Records pointing to named objects:
========================

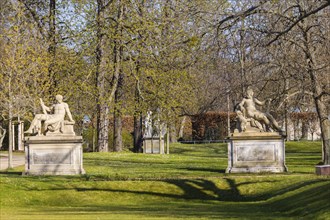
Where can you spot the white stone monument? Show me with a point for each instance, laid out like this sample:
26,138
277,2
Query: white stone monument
153,137
56,149
257,145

========================

Rewrite all of the material above with "statue" in place of every "monument", leaving everything else unchanged and the pictures out.

Task result ::
Where can you spot the white stone statue? Show me with a point for each instance, laid out like this sample:
26,138
277,2
Query: white stone statue
153,137
56,149
257,145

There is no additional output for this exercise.